## WHAT TO DO
Set down all the data again. Change nothing.

________________________________________

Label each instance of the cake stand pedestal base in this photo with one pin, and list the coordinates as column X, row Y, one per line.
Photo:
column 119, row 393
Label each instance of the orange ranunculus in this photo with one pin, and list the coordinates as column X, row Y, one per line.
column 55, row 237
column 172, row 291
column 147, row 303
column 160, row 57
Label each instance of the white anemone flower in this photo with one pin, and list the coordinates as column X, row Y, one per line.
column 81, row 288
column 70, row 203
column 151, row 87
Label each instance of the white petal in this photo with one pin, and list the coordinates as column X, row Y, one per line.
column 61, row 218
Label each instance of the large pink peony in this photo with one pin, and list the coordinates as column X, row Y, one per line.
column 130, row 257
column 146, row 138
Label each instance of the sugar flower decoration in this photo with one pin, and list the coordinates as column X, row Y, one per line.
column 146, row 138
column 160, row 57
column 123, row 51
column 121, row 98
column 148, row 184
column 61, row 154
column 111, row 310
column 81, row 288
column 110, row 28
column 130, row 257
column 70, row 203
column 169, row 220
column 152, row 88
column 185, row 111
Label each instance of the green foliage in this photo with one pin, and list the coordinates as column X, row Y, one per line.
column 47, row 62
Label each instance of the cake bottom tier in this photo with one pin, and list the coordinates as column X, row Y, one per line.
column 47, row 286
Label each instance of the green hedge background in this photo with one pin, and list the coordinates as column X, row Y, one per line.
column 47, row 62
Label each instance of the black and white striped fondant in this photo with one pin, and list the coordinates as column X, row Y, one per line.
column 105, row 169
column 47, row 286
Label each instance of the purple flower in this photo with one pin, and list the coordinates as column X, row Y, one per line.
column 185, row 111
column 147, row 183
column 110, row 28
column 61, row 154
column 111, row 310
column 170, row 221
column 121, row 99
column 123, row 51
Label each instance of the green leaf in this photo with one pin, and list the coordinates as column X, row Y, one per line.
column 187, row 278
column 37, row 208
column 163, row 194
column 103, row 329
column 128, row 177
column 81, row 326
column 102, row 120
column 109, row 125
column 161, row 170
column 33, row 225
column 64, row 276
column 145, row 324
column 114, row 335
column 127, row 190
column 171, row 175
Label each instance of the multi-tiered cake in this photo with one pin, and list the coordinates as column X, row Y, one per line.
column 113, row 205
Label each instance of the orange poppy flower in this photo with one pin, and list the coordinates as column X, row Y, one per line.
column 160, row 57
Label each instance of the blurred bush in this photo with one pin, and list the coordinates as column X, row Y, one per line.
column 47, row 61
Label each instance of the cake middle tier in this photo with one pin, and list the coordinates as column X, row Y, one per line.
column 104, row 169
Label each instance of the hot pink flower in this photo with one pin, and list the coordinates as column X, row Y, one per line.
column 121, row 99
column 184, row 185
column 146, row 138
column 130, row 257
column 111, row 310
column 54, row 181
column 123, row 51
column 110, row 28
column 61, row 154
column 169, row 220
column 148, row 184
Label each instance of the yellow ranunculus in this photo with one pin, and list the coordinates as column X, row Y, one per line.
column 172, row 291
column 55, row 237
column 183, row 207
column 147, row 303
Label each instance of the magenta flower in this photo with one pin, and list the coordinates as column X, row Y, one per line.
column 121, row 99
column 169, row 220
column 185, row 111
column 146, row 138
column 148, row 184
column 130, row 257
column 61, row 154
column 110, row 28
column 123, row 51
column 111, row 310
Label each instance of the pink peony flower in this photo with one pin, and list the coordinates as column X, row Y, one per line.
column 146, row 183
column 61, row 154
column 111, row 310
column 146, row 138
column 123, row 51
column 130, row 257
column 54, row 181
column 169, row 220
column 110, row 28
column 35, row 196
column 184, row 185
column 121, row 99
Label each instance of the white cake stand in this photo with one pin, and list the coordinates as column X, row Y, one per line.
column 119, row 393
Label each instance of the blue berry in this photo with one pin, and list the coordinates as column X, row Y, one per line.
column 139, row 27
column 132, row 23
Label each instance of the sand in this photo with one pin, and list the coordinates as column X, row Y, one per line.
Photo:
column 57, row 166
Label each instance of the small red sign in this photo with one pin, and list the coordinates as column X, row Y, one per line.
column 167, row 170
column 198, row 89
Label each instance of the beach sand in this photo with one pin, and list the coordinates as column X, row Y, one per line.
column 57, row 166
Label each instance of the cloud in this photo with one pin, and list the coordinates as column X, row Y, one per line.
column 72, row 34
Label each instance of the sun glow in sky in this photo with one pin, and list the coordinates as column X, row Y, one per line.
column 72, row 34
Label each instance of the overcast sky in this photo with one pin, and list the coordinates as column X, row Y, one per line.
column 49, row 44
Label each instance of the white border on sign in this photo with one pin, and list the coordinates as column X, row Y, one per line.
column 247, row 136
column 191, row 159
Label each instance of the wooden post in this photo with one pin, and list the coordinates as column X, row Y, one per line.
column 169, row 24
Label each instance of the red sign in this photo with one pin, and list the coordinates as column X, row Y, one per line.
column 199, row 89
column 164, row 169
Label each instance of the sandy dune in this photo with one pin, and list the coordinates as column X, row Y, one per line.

________________________________________

## SOLUTION FOR THIS EXERCISE
Label each instance of the cake stand pedestal base in this photo with one pin, and list the coordinates as column X, row Y, one per line.
Photo:
column 119, row 393
Label each instance of the orange ranunculus in this photo with one pin, and list the coordinates as column X, row Y, one per line.
column 55, row 237
column 172, row 291
column 147, row 303
column 160, row 57
Label each instance of the white anemone flower in this photo with one pin, and list the coordinates as column X, row Y, one per line.
column 81, row 288
column 70, row 203
column 151, row 87
Label each instance of the white petal in this photo with one pin, and list the coordinates as column X, row Y, one per line.
column 61, row 218
Label each instance of the large pink peony in this photo with one pin, and list the coordinates as column X, row Y, one per line.
column 130, row 257
column 146, row 138
Label each instance of the sugar flower decoration in this photo with one pin, and list the coordinates as column X, row Y, one per line.
column 146, row 138
column 160, row 57
column 123, row 51
column 121, row 98
column 148, row 184
column 61, row 154
column 111, row 310
column 81, row 288
column 110, row 28
column 130, row 257
column 70, row 203
column 169, row 220
column 152, row 88
column 185, row 111
Label each instance of the green foliage in this photo with one pin, and list the coordinates as column X, row Y, one per line.
column 47, row 62
Label each instance of the cake bottom tier in this photo with one pin, and list the coordinates as column X, row Y, one per line.
column 47, row 286
Label each instance of the green hedge background in this photo with one pin, and list the coordinates as column X, row Y, one per line.
column 47, row 62
Label each instance of the black and white striped fondant in this photo with one pin, and list the coordinates as column X, row Y, one per line.
column 105, row 169
column 47, row 286
Label each instance of the purple flower in this photo with one pin, and list the coordinates as column X, row Y, one per line.
column 185, row 111
column 147, row 183
column 110, row 28
column 61, row 154
column 111, row 310
column 170, row 221
column 121, row 99
column 123, row 51
Label each instance of the green leaf in this photo with one pin, and list the coordinates as column X, row Y, one per line.
column 187, row 278
column 37, row 208
column 163, row 194
column 103, row 329
column 128, row 177
column 81, row 326
column 102, row 120
column 109, row 125
column 161, row 170
column 33, row 225
column 64, row 276
column 145, row 324
column 114, row 335
column 127, row 190
column 171, row 175
Label each instance of the multi-tiered cake in this photo with one pin, and list the coordinates as column X, row Y, one per line.
column 113, row 205
Label each instance of the orange poppy flower in this photo with one pin, and list the coordinates as column X, row Y, one per line.
column 160, row 57
Label each instance of the blurred bush in this photo with one pin, and list the coordinates as column X, row Y, one per line.
column 47, row 61
Label each instance of the cake middle tier in this photo with one pin, and list the coordinates as column X, row Y, one per line.
column 104, row 169
Label each instance of the hot pink flower in this photo with one pin, and list the coordinates as column X, row Y, one per line.
column 121, row 99
column 184, row 185
column 146, row 138
column 130, row 257
column 111, row 310
column 54, row 181
column 123, row 51
column 110, row 28
column 61, row 154
column 169, row 220
column 148, row 184
Label each instance of the yellow ranunculus in this photo with one pin, and list the coordinates as column X, row Y, one per line.
column 172, row 291
column 55, row 237
column 183, row 207
column 147, row 303
Label each instance of the magenta flower in this photo with one pin, and list the coordinates as column X, row Y, one per line.
column 121, row 99
column 169, row 220
column 185, row 111
column 146, row 138
column 148, row 184
column 130, row 257
column 61, row 154
column 110, row 28
column 123, row 51
column 111, row 310
Label each instance of the pink peony flower in this photo with one pin, and list the coordinates as column X, row Y, one per line.
column 146, row 183
column 61, row 154
column 111, row 310
column 146, row 138
column 123, row 51
column 130, row 257
column 54, row 181
column 169, row 220
column 110, row 28
column 35, row 196
column 184, row 185
column 121, row 99
Label each instance of the white cake stand in this photo with one pin, and list the coordinates as column X, row Y, one per line.
column 119, row 393
Label each instance of the blue berry in this photo with one pin, and list the coordinates as column X, row Y, one per line.
column 139, row 27
column 132, row 23
Label each instance of the sand in this photo with one pin, and list the coordinates as column X, row Y, one per line.
Photo:
column 57, row 166
Label each instance of the small red sign in this photo with one pin, and list the coordinates as column X, row Y, one per line.
column 167, row 170
column 198, row 89
Label each instance of the beach sand in this photo with one pin, and list the coordinates as column X, row Y, one per line.
column 57, row 166
Label each instance of the cloud in this photo with one pin, and list the coordinates as column X, row Y, one per line.
column 72, row 34
Label each instance of the sun glow in sky in this photo with one pin, and list the coordinates as column X, row Y, one per line.
column 72, row 34
Label each instance of the overcast sky in this photo with one pin, and list the coordinates as column X, row Y, one per line.
column 49, row 44
Label each instance of the white border on sign in this photo with one pin, and list the coordinates as column X, row Y, one per line.
column 247, row 136
column 191, row 159
Label each instance of the wooden post in this photo with one pin, and list the coordinates as column X, row Y, one per line.
column 169, row 24
Label each instance of the red sign in this photo with one pin, and list the coordinates as column X, row Y, one per line.
column 199, row 89
column 164, row 169
Label each instance of the sandy dune in this photo with one pin, and list the coordinates as column X, row Y, one per line.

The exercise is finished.